THE man who designed the Nigerian Flag, Michael Taiwo Akinkunmi (OFR) is dead.
Announcing his death via his Facebook post, his son Akinkunmi Akinwumi Samuel wrote “Life is indeed transient; i can say boldly you live a life with a landmark. Continue to rest on, my father! Pa Michael Taiwo Akinkunmi (O.F.R) Great Man has gone”
Although the cause of his death hasn’t been publicly known, the deceased had been nursing an undisclosed illness for quite a long time. According to a report by Al-Jazeera in 2015, the late Akinkunmi couldn’t remember what the doctors diagnosed him with, nor could his son confirm the nature of the illness.
The only symptoms he could remember were recurrent fever.
Born on May 10, 1936, in Owu, Abeokuta, Ogun state, Akinkunmi attended Baptist Day Secondary School in Ibadan for his primary education and pursued his secondary education at Ibadan Grammar School in the same city.
While he was studying engineering at Norwood Technical College in London in 1959, he saw a newspaper advert calling on people for submission of designs for the Nigerian national flag in view of the imminent Independence from British governance.
His design triumphed among over two thousand entries submitted as part of a competition to create the nation’s finest flag.
However, it wasn’t until October 1, 1960, when Nigeria gained independence from Britain, that this flag officially became the Nigerian National flag.
Akinkunmi was awarded 100 pounds, equal to $ 281, by the government when his design was selected.
In the October 2010 celebrations marking Nigeria’s golden jubilee, Akinkunmi was bestowed with a presidential award in recognition of his distinguished status as a Nigerian.
Subsequently, in 2014, he received the National Honours Award of Officer of the Order of the Federal Republic (OFR) during the administration of Goodluck Ebele Jonathan.

Dataset records
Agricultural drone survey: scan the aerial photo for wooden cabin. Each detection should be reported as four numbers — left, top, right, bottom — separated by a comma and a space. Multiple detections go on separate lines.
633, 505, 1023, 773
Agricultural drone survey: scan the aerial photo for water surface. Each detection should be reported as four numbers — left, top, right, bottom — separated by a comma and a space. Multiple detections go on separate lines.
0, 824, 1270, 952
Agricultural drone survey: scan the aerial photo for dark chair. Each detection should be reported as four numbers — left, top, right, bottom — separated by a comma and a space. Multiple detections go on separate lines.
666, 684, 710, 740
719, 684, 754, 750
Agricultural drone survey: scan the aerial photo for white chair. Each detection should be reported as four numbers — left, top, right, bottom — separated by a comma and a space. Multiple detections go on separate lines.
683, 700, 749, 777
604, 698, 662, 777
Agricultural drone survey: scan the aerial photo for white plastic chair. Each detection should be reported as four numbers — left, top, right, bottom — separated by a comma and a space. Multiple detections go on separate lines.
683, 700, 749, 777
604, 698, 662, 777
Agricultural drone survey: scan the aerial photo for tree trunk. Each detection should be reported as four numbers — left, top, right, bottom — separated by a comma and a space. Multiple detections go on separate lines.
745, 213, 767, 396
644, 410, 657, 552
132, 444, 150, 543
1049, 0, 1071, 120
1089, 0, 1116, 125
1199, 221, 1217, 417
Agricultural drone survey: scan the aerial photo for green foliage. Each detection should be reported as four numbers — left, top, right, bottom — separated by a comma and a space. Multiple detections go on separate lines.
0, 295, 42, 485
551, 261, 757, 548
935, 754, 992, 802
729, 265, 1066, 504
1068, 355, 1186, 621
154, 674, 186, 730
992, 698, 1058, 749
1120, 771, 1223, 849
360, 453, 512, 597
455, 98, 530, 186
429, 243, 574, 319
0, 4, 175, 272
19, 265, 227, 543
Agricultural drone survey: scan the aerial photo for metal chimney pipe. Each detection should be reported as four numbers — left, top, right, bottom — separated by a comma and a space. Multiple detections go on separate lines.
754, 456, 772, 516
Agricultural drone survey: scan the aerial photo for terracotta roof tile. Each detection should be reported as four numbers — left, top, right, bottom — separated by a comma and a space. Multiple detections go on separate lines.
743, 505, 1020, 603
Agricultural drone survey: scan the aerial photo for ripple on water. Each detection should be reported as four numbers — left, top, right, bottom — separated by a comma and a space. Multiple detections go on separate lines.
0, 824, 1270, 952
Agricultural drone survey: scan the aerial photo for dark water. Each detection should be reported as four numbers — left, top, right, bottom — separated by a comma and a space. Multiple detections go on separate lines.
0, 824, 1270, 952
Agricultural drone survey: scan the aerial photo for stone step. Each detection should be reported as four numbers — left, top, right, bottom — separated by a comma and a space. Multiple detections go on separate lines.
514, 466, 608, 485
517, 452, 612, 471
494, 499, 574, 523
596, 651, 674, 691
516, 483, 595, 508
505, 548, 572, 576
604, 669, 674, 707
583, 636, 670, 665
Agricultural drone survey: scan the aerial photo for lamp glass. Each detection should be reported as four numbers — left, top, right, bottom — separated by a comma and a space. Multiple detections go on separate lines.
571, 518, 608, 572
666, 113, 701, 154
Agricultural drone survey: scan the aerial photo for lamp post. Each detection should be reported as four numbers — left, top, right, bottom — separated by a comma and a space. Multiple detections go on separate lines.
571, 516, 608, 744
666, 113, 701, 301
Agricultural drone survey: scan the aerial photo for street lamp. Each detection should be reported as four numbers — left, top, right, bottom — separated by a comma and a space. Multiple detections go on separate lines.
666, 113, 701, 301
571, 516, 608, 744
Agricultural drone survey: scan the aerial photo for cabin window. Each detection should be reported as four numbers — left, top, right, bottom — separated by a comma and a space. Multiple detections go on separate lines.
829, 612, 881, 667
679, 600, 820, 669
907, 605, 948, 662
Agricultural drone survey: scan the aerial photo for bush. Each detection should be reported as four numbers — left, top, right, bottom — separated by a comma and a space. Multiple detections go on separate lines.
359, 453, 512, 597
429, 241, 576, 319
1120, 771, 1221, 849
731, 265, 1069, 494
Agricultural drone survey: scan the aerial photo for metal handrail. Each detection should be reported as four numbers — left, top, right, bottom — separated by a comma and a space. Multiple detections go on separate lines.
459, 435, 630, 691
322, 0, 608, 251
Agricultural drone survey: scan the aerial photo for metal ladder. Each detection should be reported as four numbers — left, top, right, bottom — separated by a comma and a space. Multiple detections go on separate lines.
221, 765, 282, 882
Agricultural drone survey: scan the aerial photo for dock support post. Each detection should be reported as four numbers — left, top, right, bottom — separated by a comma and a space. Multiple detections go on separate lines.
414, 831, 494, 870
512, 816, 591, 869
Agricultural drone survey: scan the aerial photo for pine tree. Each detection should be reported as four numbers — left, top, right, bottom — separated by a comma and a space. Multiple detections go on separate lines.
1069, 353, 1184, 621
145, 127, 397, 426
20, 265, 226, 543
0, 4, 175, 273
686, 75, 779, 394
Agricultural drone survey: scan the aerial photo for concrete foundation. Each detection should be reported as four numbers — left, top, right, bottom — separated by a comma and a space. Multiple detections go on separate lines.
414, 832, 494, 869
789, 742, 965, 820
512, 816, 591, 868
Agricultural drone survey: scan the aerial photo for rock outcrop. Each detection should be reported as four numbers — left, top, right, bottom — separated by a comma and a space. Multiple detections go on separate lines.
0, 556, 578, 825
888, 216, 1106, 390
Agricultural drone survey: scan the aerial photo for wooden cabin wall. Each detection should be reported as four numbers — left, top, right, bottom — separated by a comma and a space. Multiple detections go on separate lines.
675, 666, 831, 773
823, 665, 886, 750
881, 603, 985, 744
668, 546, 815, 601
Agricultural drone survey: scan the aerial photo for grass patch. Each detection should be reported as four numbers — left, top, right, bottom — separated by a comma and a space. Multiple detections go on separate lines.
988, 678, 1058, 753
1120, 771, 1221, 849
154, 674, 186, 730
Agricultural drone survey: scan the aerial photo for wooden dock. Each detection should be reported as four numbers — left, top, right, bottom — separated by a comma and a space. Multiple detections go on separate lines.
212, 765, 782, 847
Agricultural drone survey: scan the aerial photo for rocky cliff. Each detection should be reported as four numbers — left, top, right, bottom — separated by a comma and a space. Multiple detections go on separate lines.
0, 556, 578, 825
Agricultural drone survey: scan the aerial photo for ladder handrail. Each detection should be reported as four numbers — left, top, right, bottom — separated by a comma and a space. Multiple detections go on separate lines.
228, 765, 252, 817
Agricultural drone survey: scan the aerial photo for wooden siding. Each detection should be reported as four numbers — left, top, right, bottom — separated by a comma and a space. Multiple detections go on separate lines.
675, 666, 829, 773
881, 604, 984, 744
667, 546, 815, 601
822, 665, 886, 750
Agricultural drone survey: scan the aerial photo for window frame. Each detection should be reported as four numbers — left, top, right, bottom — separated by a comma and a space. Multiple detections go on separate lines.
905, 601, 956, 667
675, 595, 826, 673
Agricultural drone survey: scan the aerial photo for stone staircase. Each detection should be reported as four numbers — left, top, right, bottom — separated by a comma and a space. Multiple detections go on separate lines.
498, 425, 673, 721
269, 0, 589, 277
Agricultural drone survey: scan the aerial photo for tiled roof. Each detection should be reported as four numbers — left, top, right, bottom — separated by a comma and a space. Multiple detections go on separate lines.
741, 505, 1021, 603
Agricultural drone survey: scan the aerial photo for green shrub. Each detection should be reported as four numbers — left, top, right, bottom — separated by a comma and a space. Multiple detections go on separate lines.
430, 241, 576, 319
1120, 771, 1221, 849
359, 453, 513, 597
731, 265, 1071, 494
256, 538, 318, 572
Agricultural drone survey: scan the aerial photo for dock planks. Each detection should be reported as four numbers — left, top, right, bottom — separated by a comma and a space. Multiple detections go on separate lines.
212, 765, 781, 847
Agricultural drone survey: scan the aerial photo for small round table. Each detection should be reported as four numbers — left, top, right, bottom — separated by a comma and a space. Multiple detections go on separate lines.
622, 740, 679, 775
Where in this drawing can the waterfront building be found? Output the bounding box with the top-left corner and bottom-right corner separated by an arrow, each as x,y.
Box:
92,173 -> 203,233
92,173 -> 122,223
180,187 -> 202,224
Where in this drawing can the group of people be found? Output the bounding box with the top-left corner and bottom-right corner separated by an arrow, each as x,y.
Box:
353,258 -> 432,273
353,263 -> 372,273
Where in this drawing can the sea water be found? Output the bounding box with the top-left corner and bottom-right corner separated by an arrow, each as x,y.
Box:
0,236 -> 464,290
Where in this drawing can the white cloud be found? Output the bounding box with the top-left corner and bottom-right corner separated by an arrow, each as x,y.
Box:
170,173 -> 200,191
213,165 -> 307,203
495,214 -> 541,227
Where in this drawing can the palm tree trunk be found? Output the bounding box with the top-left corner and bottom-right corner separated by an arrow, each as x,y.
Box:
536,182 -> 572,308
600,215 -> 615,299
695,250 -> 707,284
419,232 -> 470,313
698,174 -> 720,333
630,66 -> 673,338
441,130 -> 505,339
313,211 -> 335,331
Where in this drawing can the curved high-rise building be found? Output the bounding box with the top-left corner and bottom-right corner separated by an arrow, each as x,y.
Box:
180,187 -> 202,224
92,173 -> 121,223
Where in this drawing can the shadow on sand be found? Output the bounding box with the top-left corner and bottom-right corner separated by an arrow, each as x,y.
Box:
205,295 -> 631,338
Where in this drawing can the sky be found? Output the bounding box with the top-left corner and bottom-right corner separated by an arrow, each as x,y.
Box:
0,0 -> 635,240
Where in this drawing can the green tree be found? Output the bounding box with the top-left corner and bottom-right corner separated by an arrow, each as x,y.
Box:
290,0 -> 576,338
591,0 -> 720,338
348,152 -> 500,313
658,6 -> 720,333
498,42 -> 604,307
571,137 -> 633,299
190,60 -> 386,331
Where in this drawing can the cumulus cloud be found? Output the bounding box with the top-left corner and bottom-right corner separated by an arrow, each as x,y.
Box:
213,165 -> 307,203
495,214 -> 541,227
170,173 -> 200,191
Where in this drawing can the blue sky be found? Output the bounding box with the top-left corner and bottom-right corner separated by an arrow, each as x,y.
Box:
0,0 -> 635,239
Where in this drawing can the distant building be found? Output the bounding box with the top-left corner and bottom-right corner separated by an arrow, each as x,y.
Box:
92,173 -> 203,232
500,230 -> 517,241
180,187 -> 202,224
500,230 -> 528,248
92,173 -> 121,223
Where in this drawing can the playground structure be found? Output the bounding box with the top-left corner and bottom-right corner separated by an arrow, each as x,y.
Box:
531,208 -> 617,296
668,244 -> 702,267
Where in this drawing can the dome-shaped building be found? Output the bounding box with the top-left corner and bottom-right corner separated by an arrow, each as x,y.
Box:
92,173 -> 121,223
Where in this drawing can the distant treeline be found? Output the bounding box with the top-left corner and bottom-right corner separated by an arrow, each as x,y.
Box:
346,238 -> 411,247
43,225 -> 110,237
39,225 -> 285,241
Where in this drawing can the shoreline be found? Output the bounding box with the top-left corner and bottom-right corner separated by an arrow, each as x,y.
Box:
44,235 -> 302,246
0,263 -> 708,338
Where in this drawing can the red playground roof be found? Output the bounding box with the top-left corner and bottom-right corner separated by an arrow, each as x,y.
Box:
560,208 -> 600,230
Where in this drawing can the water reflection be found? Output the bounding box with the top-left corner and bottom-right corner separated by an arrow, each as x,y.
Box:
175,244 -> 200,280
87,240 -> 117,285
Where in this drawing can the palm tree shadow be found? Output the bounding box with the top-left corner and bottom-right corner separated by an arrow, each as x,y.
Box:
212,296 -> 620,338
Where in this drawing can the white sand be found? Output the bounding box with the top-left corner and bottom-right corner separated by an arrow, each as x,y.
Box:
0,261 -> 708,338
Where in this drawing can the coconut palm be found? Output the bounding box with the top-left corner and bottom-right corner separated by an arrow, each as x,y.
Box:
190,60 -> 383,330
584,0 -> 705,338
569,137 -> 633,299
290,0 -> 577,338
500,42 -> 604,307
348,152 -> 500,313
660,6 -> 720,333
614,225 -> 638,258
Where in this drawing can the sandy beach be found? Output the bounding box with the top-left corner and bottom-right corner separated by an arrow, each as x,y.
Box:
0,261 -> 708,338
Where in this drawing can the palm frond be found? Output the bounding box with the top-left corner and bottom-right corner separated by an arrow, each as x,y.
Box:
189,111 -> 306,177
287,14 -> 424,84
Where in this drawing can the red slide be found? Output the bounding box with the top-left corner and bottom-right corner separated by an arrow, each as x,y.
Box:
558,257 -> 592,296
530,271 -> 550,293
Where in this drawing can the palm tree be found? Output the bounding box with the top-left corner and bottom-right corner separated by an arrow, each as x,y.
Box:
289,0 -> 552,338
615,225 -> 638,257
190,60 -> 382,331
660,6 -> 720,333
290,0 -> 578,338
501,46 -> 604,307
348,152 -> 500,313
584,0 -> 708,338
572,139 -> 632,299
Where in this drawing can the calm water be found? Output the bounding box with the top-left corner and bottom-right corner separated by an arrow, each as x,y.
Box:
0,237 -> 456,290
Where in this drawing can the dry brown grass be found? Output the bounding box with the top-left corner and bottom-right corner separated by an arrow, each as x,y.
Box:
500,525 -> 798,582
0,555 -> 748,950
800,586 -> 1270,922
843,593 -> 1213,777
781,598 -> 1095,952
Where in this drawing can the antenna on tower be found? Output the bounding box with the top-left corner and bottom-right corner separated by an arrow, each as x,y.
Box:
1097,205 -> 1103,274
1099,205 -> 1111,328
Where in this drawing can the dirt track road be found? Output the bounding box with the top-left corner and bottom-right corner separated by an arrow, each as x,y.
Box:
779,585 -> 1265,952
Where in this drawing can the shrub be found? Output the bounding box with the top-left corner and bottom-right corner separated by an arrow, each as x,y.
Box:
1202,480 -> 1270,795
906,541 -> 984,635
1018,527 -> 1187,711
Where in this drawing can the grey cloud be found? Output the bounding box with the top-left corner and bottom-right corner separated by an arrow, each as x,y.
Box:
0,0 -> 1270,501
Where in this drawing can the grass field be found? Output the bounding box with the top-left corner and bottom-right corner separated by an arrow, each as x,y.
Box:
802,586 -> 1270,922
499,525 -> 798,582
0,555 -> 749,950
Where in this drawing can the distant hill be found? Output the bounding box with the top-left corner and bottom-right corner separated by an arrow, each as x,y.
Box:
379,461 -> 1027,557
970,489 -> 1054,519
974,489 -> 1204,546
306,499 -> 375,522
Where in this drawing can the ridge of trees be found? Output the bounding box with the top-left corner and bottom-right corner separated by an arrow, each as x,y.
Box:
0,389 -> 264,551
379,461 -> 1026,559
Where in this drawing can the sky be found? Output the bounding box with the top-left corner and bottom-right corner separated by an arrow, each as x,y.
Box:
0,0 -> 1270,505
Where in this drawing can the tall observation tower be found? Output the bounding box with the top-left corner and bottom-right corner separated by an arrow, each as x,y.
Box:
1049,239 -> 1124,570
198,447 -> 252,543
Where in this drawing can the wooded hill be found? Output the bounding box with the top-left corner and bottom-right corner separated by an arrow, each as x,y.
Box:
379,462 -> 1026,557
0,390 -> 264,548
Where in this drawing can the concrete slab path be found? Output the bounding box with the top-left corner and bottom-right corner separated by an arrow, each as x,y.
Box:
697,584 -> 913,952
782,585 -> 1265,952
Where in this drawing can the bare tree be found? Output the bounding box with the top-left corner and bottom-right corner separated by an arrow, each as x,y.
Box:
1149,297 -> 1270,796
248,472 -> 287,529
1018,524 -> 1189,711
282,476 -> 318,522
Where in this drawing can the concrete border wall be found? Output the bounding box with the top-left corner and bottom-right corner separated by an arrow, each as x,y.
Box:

Directions
According to the report on the death of the Nigerian flag's designer, how much was Akinkunmi awarded when his design was selected?

Problem solution
He was awarded 100 pounds, equal to $281.